__Text shown__:
******************************

Another way is to set to ignore \texttt{SIGCHLD} in which case you
completely avoid the grave danger of the living dead accumulating (see page
\pageref{IGNORE_SIG_CHLD}).  You could also catch the signal and call
one of the \funnm{wait}() calls from the handler itself which is fine as the
call is \emph{async-signal-safe} (see page \pageref{ASYNCSIGNALSAFE}).
\end{itemize}

%%%%%

\begin{slide}
\sltitle{Connection-oriented service, parallel \texttt{accept()}}
\input{img/tex/tcp_prefork.tex}
\end{slide}

\begin{itemize}
\item After calling \funnm{bind}() and \funnm{listen}(), the parent creates
several children who sequentially serve connection requests.  Kernel,
from the user point of view in non-deterministic fashion, distributes the
connection requests between child processes waiting in \funnm{accept}().
The parent itself does not serve any connection but possibly \funnm{wait}()s and
creates new processes as needed.
\item The parent should monitor the number of existing children serving
connections and spawn new processes as necessary.
It is a good idea for child processes to voluntarily exit after serving a
certain number of connections to avoid issues like memory leaks to affect the
host as a whole. Apache web server can be configured to work like this.
\item Any approach of handling the connections on the server side covered so far
works with the same client. The way a client works does not depend on which
approach the server chooses.
\end{itemize}

\begin{slide}
\sltitle{Datagram services (UDP)}
\input{img/tex/udp.tex}
\end{slide}

\begin{itemize}
\item Note that there is no \funnm{listen} call.
\item Both the client and server use the same functions, the client is one that
sends the first datagram.
\item As in TCP, a client does not need \funnm{bind}() unless it requires a
specific local address to bind to.  The server gets the client address from the
received datagram.
\item In contrast to connection-oriented service, the connection-less one has
less overhead and one can use the same socket to communicate with multiple
remote processes.
\item You can use \funnm{connect}() for UDP as well, see page
\pageref{CONNECT_FOR_UDP} for more information.
\end{itemize}

%%%%%

ifdef([[[NOSPELLCHECK]]], [[[
\pdfbookmark[1]{recvfrom}{recvfrom}
]]])

\begin{slide}
\sltitle{Receiving message: \texttt{recvfrom()}}
\setlength{\baselineskip}{0.8\baselineskip}
ifdef([[[NOSPELLCHECK]]], [[[
\funml{ssize\_t \funnm{recvfrom}(\=int \emph{sock}, void *\emph{buf},
size\_t \emph{l{}en}, \\\>int \emph{flg}, struct sockaddr *\emph{address},
\\\>socklen\_t *\emph{address\_len});}
]]])
\begin{itemize}
\item receives a message from \emph{\texttt{sock}}, stores it to
\emph{\texttt{buf}}
of size \emph{\texttt{l{}en}}, puts the sender's address to \emph{address},
and address length to \emph{\texttt{address\_len}}.  Returns message length.

******************************

Bounding-box records
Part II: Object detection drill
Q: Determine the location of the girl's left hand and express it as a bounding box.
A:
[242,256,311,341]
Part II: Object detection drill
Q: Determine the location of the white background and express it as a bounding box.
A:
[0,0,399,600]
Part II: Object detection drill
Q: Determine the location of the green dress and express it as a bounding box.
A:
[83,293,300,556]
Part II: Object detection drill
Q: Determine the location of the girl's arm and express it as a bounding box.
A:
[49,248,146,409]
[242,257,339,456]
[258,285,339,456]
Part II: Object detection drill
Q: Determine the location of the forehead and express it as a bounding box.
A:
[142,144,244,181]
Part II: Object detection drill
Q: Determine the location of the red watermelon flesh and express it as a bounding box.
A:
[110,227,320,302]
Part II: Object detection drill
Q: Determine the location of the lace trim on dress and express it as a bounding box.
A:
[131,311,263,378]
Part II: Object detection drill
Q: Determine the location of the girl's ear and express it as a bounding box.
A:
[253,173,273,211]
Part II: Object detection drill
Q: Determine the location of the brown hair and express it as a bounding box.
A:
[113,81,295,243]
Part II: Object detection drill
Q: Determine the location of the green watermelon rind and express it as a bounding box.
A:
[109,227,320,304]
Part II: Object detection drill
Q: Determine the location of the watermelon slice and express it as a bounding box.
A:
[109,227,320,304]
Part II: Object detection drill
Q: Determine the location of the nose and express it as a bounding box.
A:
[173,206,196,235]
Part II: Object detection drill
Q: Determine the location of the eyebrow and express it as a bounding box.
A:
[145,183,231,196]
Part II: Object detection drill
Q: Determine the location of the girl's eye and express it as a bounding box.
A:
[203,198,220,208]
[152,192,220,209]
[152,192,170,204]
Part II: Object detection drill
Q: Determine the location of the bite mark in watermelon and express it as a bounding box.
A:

******************************

__Exercise aim__: Please list every slide title that appears in the socket-programming text above.

__Task response__:
- Connection-oriented service, parallel accept()
- Datagram services (UDP)
- Receiving message: recvfrom()